-------- Provided passage --------

10/12/2023 at 20:02 •
After a couple of months trying to make something meaningful of my project, we with my small team have made a soft reboot. Why do we need it? The architecture is BAD. Before starting learning software architecture, I was just trying to mimic what I've seen working in Espressif and Rockwell, I was trying to follow best practices of Python, ROS and C++. I sounded like a good idea, and when I tried to add people to the project - it got stuck.
What problems did we face?
So here a list:
- We had a nice idea, but the closest milestone was miles away.
- The idea was nice, but not precise. What the pet companion should do exactly?
- We had my documentation that does describe the project architecture well enough. And even myself was not able to explain everything, because I just forgot a lot of things.
- We had a lot of dependencies by default, so everyone why wanted to develop something had to understand everything before start to develop.
Why did we have all this problem?
Because I started from the middle. I wanted to build something using particular technologies implementing a new technology, and did not have the clear vision of the result.
It was a research project and as it turned out it's very difficult to convert it to something more substantial.
We've decided to split the work into intermediate prototypes that should do something particular. I will rebuild the architecture from scratch, taking only useful pieces of my monstrous legacy. We've started from the Use Case scenario. The use case of our first iteration is the following:
- The user turns on the robot
- The robot starts to explore the space using a camera and microphones
- If it recognizes a pet (cat or dog) it moves closer to the pet
- When it is close to the pet, it makes a sound.

--------

Required actions
**1)** Answer these about the project reboot post:
(a) Which two companies does the writer name as places whose working practices they tried to mimic?
(b) What did the team start from when they split the work into intermediate prototypes?
(c) In the first iteration's use case, what does the robot do once it is close to the pet?
**2)** In the project reboot post, write out the part from "- We had a lot" to "something more substantial." again, changing "research" to "side".
**3)** Write what comes next in the project reboot post, picking up after its final line.

-------- Extracted records --------

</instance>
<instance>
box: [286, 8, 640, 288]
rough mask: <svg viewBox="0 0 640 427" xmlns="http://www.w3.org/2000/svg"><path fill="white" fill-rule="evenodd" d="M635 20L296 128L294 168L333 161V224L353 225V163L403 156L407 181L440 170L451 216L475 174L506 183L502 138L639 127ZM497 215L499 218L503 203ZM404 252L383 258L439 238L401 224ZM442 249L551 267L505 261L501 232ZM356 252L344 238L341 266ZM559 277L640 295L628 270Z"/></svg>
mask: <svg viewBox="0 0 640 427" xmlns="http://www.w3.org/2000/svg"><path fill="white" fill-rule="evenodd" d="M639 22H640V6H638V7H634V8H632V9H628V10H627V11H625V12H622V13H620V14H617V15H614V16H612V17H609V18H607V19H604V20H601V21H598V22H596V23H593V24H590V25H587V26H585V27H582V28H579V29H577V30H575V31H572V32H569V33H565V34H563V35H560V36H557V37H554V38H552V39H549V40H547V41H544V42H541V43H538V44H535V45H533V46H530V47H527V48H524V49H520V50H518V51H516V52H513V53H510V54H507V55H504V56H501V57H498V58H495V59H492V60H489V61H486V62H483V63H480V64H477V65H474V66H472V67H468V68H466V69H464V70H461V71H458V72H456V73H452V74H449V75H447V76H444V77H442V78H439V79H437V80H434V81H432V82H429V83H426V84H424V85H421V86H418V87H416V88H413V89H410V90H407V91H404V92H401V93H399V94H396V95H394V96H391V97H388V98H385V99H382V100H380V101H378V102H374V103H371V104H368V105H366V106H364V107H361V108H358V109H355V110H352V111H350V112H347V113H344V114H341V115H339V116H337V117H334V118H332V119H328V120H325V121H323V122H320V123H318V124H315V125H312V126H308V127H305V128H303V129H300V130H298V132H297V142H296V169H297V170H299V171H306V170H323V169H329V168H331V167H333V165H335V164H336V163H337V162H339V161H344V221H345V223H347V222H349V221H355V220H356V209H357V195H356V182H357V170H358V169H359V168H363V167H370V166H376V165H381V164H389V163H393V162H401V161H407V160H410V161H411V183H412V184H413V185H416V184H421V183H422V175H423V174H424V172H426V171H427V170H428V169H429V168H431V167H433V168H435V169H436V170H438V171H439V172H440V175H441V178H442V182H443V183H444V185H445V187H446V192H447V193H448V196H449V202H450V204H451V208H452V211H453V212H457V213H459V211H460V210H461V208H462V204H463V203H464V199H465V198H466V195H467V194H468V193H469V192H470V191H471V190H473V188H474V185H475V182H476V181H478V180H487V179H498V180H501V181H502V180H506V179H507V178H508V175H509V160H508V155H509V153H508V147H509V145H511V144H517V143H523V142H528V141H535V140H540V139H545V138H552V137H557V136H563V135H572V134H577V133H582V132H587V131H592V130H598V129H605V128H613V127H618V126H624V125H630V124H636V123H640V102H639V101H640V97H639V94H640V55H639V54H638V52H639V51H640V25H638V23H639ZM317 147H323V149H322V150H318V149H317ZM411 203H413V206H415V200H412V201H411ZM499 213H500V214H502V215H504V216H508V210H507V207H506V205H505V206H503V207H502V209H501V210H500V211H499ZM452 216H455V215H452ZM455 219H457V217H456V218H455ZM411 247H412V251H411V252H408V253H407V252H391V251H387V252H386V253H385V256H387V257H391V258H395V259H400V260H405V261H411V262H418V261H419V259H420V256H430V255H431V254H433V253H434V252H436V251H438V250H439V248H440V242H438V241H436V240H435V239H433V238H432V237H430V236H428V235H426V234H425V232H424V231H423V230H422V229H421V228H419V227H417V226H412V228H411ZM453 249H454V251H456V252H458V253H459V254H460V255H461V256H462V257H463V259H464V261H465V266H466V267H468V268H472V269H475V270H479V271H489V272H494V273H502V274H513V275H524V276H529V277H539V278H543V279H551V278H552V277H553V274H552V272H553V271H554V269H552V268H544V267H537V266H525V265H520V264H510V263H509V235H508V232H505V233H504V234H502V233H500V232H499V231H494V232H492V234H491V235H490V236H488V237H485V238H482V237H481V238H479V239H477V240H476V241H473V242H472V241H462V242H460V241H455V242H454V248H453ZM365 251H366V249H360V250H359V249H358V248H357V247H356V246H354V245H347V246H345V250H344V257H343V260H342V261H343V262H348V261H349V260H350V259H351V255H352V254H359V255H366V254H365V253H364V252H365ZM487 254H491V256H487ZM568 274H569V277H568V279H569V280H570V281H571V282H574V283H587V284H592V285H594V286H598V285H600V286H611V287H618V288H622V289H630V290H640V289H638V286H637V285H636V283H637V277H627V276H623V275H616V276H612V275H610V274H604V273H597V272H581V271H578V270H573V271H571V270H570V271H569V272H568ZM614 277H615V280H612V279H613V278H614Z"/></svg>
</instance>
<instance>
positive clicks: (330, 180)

--------

Solved problems
**1)**
(a) Espressif and Rockwell.
(b) The Use Case scenario.
(c) It makes a sound.

**2)**
- We had a lot of dependencies by default, so everyone why wanted to develop something had to understand everything before start to develop.
Why did we have all this problem?
Because I started from the middle. I wanted to build something using particular technologies implementing a new technology, and did not have the clear vision of the result.
It was a side project and as it turned out it's very difficult to convert it to something more substantial.

**3)**
That is it. The diagram looks like this:
Here is our current phase documentation:
Meanwhile, I continue working on my more mini project LeOn which is the source of our current discoveries about the project architecture: https://hackaday.io/project/192732-leon
09/14/2023 at 21:47 •
This project is really heavy. It grew organically and need a revamp to be manageable and fun.
I started a new project to entertain myself and to kick this one, It is called LeOn. LeOn is a simple robotic toy for cats, but it supposes to contribute to Zakhar. Main features of the LeOn project:
🔷 Result-oriented and minimalistic
🔷 Reusable in my other projects
All features are supposed to accumulate best practices and solutions, so they can be integrated to Zakhar back. Consider it a mini prototype 🙂
12/29/2022 at 15:27 •
Last year was tough but also productive. Several of my friends had joined the Zakhar team and we will try to build a real product.
We've come up with the idea of creating a pet companion! Dogs and cats only for now 🐶😺. (Check the updated project description). We will be moving towards this idea and the project will remain open-source, so even when we finish you will be able to build your own companion from sources!
There are a lot of things that should be done here and we going to entertain you with our test videos. For now, check out the ears that I 3D printed for the robot!
09/18/2022 at 21:16 •
Yesterday I merged a big software update to the Zakhar’s Raspberry Pi Unit -
The update brings a service providing the robot’s status (network, OS status) and access to the CAN bus for many simultaneously connected clients. Also, the service tracks the presence of other robot Units on the CAN bus.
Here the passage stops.